Mobility Pricing: Politische Akzeptanz ist erfolgsentscheidend

Philipp Roth

Gabriele D'Achille
Director, Head of
Transportation and Logistics
PwC Schweiz

Sebastian Singler

Ramon Christen
Manager
Government and Public Sector
PwC Schweiz

Lukas Willi

Selina Lehmann
Consultant
Government and Public Sector
PwC Schweiz

Mit der Einführung von Mobility Pricing sollen der Verkehr gleichmässiger verteilt und die Infrastruktur ausgewogener ausgelastet werden. Nicht nur die technische Umsetzung von Mobility Pricing muss durchdacht sein. Auch die politische Akzeptanz des Systems ist erfolgsentscheidend. Hier zeigen wir, welche Anspruchsgruppen überzeugt werden müssen.

= AUFTRAG A =
Kannst du aus dem Text über Mobility Pricing die Stelle von „Mit der Einführung“ bis „überzeugt werden müssen.“ wortgetreu wiedergeben?
Der Text und die Datensätze hängen inhaltlich nicht zusammen.

= DATENAUSZUG =
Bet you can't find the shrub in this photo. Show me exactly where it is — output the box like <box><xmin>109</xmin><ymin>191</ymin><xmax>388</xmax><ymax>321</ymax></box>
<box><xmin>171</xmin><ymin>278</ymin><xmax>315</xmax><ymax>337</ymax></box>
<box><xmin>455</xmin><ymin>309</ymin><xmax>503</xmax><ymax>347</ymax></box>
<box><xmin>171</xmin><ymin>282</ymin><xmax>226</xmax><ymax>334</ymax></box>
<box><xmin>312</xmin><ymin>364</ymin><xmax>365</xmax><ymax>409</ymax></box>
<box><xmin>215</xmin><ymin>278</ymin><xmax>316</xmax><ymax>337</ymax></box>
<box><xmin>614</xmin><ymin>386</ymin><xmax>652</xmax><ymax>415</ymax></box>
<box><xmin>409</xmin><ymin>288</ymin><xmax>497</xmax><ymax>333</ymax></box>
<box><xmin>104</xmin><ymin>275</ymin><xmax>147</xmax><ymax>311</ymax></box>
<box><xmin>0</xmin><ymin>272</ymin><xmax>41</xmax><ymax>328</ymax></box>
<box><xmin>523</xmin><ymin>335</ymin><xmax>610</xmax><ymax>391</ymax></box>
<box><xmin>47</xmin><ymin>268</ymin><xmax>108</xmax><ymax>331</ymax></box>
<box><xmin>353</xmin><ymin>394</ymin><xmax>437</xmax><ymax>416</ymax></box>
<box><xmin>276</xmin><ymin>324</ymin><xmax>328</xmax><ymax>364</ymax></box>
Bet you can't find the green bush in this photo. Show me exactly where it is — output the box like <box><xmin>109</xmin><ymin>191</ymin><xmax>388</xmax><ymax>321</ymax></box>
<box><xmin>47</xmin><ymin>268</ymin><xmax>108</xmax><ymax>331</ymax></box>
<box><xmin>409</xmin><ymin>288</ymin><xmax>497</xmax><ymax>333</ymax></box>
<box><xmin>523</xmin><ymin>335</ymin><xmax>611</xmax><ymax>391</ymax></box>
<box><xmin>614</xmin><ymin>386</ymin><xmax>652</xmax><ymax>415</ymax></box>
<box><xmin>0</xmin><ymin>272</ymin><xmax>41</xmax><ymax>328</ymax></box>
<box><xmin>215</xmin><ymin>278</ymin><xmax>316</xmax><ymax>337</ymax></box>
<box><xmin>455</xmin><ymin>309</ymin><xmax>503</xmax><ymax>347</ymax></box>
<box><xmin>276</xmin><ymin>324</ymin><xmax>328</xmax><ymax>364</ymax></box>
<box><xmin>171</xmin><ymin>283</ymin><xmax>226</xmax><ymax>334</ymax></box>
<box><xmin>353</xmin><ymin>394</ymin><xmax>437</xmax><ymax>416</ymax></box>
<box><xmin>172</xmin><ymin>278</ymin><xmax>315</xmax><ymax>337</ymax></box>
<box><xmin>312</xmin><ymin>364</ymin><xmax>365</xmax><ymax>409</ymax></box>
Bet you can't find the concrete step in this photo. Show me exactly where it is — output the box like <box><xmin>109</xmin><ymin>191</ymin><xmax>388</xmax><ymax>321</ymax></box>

= AUFTRAG B =
In welchen Zeilen der Datensätze kommt die Zeichenfolge „where“ vor? Finde sie und schreib jede dieser Zeilen unverändert ab.

= LÖSUNG A =
Mit der Einführung von Mobility Pricing sollen der Verkehr gleichmässiger verteilt und die Infrastruktur ausgewogener ausgelastet werden. Nicht nur die technische Umsetzung von Mobility Pricing muss durchdacht sein. Auch die politische Akzeptanz des Systems ist erfolgsentscheidend. Hier zeigen wir, welche Anspruchsgruppen überzeugt werden müssen.

= LÖSUNG B =
Bet you can't find the shrub in this photo. Show me exactly where it is — output the box like <box><xmin>109</xmin><ymin>191</ymin><xmax>388</xmax><ymax>321</ymax></box>
Bet you can't find the green bush in this photo. Show me exactly where it is — output the box like <box><xmin>109</xmin><ymin>191</ymin><xmax>388</xmax><ymax>321</ymax></box>
Bet you can't find the concrete step in this photo. Show me exactly where it is — output the box like <box><xmin>109</xmin><ymin>191</ymin><xmax>388</xmax><ymax>321</ymax></box>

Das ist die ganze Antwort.